INFORMATION SUPPLIED Start Marker

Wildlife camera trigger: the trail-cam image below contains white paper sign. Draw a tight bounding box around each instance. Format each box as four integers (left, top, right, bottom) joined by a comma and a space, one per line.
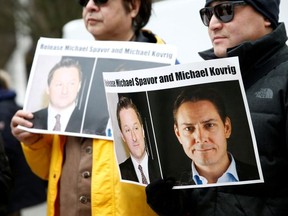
103, 57, 263, 189
20, 37, 177, 140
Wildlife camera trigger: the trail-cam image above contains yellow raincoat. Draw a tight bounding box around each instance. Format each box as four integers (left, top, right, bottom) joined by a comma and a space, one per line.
22, 135, 157, 216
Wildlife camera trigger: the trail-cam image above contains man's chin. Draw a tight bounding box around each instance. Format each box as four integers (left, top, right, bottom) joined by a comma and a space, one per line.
214, 49, 228, 58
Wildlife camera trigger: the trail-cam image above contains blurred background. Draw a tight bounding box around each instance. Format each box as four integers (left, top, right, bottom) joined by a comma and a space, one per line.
0, 0, 83, 106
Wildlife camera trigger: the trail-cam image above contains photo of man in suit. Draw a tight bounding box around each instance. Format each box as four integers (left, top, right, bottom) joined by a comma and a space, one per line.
116, 96, 161, 185
31, 58, 83, 133
173, 87, 259, 185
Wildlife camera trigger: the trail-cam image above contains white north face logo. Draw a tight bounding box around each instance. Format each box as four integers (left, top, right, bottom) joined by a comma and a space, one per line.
255, 88, 273, 99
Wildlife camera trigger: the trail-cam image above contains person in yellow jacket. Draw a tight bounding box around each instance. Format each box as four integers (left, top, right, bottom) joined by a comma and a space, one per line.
10, 0, 167, 215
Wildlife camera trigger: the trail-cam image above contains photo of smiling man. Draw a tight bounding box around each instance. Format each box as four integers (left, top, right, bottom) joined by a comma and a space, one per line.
116, 96, 161, 185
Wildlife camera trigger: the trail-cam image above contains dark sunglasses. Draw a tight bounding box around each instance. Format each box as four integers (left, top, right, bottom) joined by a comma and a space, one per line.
199, 1, 247, 26
78, 0, 108, 7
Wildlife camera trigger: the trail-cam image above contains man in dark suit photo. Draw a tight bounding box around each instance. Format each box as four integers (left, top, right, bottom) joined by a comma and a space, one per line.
31, 57, 83, 133
173, 87, 259, 185
116, 96, 161, 185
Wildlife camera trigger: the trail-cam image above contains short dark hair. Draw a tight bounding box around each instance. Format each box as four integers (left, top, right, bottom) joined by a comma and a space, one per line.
123, 0, 152, 33
173, 87, 228, 126
116, 96, 143, 131
47, 58, 82, 86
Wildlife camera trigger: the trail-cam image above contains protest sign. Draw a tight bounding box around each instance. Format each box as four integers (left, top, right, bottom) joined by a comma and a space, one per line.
20, 37, 177, 140
103, 57, 263, 188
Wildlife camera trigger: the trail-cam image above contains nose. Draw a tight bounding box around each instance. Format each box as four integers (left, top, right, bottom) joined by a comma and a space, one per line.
193, 126, 207, 144
131, 130, 137, 142
86, 0, 94, 6
86, 0, 100, 10
61, 84, 68, 94
208, 14, 223, 30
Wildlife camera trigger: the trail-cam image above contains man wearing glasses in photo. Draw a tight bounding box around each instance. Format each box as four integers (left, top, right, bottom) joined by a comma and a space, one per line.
146, 0, 288, 215
10, 0, 168, 216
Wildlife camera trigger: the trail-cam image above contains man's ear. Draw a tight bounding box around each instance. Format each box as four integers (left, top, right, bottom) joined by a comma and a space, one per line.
174, 124, 182, 145
78, 82, 82, 92
45, 86, 50, 95
141, 124, 145, 138
224, 117, 232, 139
129, 0, 141, 18
264, 17, 273, 28
174, 124, 179, 137
120, 131, 126, 143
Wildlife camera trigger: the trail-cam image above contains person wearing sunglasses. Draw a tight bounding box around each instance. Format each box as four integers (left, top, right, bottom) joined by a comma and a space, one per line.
10, 0, 168, 216
80, 0, 164, 42
146, 0, 288, 215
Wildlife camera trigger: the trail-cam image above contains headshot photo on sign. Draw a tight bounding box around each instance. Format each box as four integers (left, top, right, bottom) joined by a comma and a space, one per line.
105, 80, 262, 188
24, 55, 95, 135
172, 86, 259, 186
111, 93, 162, 185
24, 54, 174, 139
82, 58, 171, 137
146, 81, 261, 188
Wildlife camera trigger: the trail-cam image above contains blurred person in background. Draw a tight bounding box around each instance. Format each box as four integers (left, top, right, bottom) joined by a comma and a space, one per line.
0, 133, 12, 216
0, 70, 47, 216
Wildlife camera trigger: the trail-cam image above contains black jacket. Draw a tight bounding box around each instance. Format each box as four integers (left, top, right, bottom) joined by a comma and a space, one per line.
32, 107, 83, 133
0, 133, 12, 215
0, 90, 47, 213
146, 23, 288, 216
120, 156, 161, 183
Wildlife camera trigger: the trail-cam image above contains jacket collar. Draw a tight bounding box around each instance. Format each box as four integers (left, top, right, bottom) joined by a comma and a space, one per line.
0, 89, 16, 101
134, 29, 166, 44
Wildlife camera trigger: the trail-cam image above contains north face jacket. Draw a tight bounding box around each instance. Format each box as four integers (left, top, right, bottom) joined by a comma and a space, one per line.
146, 23, 288, 216
193, 22, 288, 216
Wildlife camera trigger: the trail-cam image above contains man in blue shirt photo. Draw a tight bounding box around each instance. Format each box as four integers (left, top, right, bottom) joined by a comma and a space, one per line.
173, 87, 259, 185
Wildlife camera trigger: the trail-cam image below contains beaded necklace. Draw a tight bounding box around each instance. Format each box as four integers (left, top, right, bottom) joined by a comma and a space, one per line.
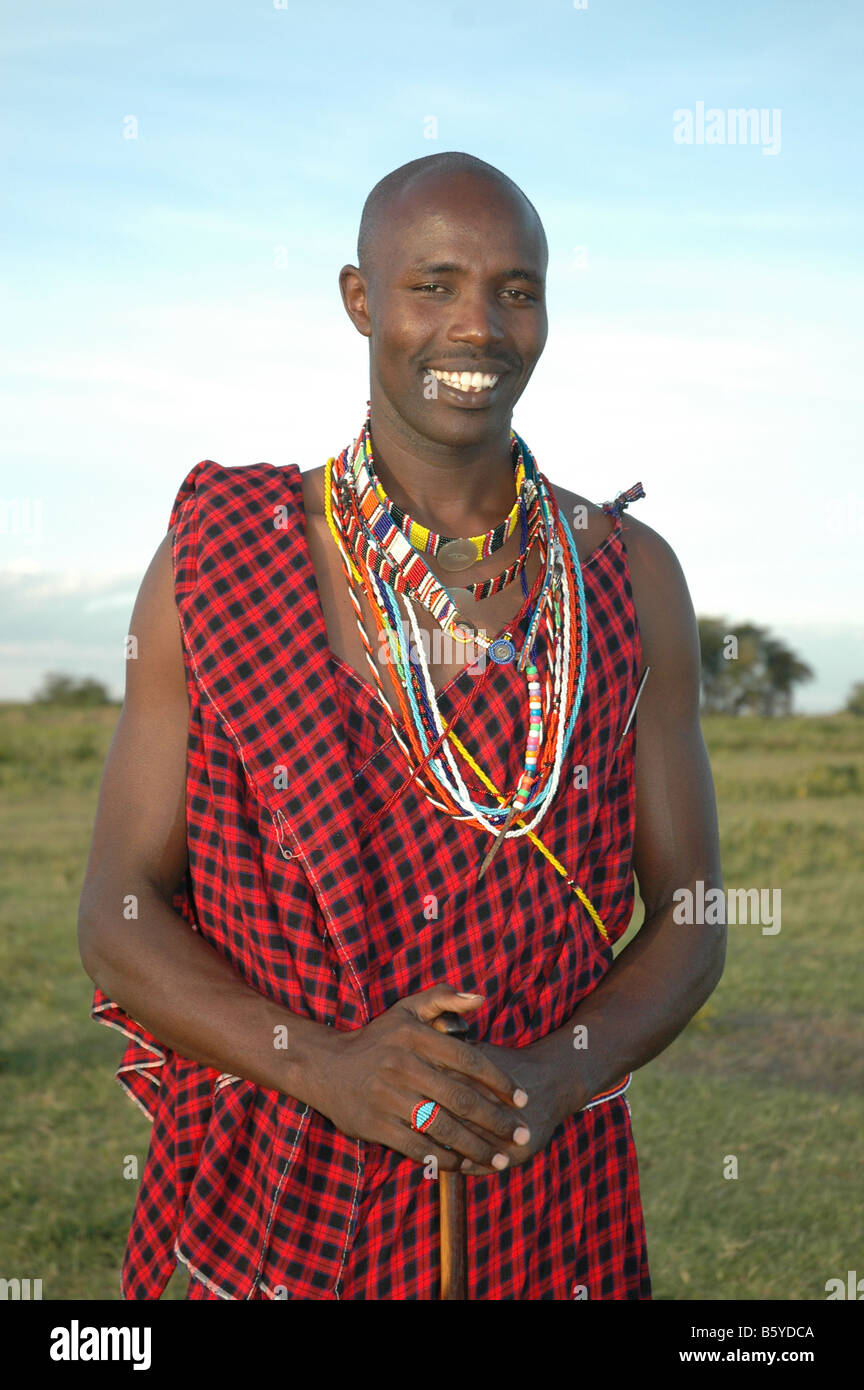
340, 419, 543, 621
360, 401, 525, 569
322, 410, 588, 856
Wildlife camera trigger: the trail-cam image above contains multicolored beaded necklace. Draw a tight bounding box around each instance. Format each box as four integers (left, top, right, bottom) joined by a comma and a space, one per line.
338, 409, 544, 620
362, 403, 525, 571
322, 407, 589, 865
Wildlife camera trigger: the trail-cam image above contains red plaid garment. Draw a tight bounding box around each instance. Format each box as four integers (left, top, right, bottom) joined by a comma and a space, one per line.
91, 455, 651, 1300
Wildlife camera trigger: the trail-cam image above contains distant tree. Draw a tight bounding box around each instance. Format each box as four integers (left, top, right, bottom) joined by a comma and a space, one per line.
696, 618, 814, 716
845, 682, 864, 717
32, 672, 113, 706
760, 638, 815, 717
696, 617, 729, 713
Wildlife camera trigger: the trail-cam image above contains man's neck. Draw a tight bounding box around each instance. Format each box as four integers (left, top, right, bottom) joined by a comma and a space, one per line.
366, 394, 518, 536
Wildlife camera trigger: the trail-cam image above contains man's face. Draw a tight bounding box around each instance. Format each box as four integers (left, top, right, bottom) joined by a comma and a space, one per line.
343, 171, 548, 449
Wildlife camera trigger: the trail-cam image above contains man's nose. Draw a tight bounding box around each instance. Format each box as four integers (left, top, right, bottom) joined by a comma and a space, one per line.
446, 293, 506, 347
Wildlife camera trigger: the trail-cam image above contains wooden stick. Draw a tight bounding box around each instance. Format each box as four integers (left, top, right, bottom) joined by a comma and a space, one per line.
431, 1011, 470, 1300
476, 804, 518, 882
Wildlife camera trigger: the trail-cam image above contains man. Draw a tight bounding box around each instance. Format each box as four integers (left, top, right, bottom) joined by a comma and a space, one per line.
78, 152, 725, 1301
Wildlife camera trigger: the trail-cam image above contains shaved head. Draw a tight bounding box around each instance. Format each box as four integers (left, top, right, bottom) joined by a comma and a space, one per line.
339, 150, 549, 455
357, 152, 547, 283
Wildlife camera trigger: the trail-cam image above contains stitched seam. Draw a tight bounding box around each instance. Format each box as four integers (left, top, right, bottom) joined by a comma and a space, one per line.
332, 1141, 363, 1301
175, 498, 367, 1012
351, 739, 398, 782
273, 813, 370, 1024
113, 1075, 157, 1121
92, 999, 167, 1066
272, 807, 297, 859
581, 523, 619, 569
250, 1104, 311, 1298
255, 809, 370, 1298
175, 1243, 235, 1300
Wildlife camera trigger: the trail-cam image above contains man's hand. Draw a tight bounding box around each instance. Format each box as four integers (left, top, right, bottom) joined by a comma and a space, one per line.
456, 1037, 583, 1173
305, 984, 533, 1175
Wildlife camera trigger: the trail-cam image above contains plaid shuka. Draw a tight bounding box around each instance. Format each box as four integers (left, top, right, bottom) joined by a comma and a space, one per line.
91, 456, 651, 1301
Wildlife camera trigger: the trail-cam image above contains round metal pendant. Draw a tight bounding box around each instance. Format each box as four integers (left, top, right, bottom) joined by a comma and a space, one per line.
449, 587, 473, 608
437, 538, 480, 571
488, 636, 517, 665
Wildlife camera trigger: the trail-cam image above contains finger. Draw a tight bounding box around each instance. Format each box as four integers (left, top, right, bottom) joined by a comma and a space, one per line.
457, 1111, 533, 1157
400, 1056, 530, 1148
387, 1087, 506, 1171
458, 1158, 513, 1176
401, 983, 485, 1026
414, 1105, 511, 1170
382, 1119, 495, 1174
411, 1027, 528, 1109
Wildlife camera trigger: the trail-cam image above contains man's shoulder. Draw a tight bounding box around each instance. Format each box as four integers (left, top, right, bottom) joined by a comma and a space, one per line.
301, 464, 326, 516
548, 478, 670, 571
551, 479, 679, 575
550, 479, 692, 655
548, 480, 612, 561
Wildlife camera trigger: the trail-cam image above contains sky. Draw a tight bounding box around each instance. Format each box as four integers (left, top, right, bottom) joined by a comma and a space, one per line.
1, 0, 862, 711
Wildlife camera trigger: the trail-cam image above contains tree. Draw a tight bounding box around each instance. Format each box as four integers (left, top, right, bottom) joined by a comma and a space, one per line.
696, 619, 814, 716
845, 682, 864, 717
32, 673, 113, 707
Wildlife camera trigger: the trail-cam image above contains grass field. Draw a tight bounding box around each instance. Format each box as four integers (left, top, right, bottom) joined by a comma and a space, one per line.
1, 702, 861, 1300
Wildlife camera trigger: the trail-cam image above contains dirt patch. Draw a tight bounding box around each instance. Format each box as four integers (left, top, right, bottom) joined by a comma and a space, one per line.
655, 1012, 864, 1095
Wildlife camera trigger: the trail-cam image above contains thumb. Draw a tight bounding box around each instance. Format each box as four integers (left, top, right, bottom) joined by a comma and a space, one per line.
405, 983, 485, 1026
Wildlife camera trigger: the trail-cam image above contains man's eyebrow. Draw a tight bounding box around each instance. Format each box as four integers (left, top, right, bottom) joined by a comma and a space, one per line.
406, 261, 545, 284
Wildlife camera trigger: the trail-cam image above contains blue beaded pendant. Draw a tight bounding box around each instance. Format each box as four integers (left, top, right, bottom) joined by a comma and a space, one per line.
488, 636, 516, 665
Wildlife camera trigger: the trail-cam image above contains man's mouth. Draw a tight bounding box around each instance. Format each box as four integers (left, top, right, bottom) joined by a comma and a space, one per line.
429, 368, 501, 395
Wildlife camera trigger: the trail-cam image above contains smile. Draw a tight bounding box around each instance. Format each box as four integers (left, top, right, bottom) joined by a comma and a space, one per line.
429, 368, 500, 394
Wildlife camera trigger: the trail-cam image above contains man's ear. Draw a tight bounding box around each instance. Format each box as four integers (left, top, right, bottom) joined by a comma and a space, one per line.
339, 264, 372, 339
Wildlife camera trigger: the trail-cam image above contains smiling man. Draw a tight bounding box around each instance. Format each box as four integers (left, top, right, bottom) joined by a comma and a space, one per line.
78, 152, 725, 1301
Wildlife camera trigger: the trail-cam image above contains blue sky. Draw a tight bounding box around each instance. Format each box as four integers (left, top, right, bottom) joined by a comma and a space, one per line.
1, 0, 862, 709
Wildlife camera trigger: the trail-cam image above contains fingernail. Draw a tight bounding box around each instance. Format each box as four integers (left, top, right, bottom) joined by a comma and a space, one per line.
513, 1088, 529, 1107
457, 992, 483, 999
492, 1153, 509, 1170
513, 1126, 531, 1145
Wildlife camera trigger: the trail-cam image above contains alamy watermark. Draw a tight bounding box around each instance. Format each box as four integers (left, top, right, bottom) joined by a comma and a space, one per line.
673, 879, 781, 935
674, 102, 781, 156
49, 1321, 151, 1370
377, 619, 486, 673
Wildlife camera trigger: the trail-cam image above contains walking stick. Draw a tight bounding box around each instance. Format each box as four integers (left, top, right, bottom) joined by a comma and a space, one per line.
431, 1010, 471, 1300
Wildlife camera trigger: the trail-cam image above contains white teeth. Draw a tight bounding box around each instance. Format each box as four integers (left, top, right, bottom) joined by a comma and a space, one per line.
430, 368, 500, 393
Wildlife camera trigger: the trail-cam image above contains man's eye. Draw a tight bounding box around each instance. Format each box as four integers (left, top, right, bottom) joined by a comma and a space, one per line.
411, 283, 537, 300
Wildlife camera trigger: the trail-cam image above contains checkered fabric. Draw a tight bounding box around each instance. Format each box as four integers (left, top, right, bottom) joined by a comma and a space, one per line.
91, 454, 651, 1300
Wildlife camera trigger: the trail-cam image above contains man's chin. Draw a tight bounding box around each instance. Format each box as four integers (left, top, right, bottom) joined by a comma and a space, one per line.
407, 396, 512, 448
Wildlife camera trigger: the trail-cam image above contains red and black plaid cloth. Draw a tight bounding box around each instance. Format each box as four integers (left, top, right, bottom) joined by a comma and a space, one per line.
91, 456, 651, 1300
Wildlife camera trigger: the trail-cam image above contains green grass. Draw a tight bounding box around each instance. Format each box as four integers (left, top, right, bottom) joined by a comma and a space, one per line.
1, 703, 861, 1300
617, 713, 864, 1299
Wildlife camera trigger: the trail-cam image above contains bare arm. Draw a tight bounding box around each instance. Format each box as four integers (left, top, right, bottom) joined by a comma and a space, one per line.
470, 515, 726, 1152
78, 529, 530, 1172
556, 516, 727, 1103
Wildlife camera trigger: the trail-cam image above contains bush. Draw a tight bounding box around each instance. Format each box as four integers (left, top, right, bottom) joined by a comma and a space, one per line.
31, 674, 112, 707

INFORMATION SUPPLIED End Marker

The assignment is to restate, word for word, each line from the one containing "contains man's eye." through the final line of the material above.

Wildlife camera trigger: the trail-cam image above contains man's eye. Draw a tight bounding box around each instance. Format each box as four integers (left, top, right, bottom) joined by a comma and a space, one per line.
411, 283, 537, 300
Wildlife camera trigger: the trail-cam image above contains checkered fabric. Draw a tight bounding box around each instance. Format each box as four integers (left, top, right, bottom) joined by a comma and a space, one per line.
91, 454, 651, 1300
Wildlife camera trigger: the trail-cam image above contains man's chin. Draw a tight bounding box around each instance. Format each box as four integers (left, top, right, bottom) joined by a comma and a space, one per line.
407, 396, 512, 448
Wildlife camera trigger: the trail-cam image above contains red and black plaid cloth. Draw a tight bounding box around each instance. Format each box as four integers (left, top, right, bottom) joined by a comma and a space, one per line.
91, 456, 651, 1300
Wildlife camera trigger: the trail-cam image above contains green grass. Draw a tight bounding box around each instance. Format each box as four integers (left, top, right, bottom) joined by a comma and a space, one per line.
1, 703, 861, 1300
617, 713, 864, 1299
Wildlife camera trigger: the trail-cam image above contains bare arm. Draw a tight bounding box around each instance. Format each box as four integers (left, top, right, bottom) joined by a comma and a space, one per line.
470, 515, 726, 1152
78, 529, 530, 1172
556, 516, 727, 1103
Wildlife camera trigger: the trail-cam image above contains bush. Draw a tight bounding box around each instance. Format each box as four integers (left, top, right, bottom) joined by a comma and a space, one per line.
31, 674, 112, 707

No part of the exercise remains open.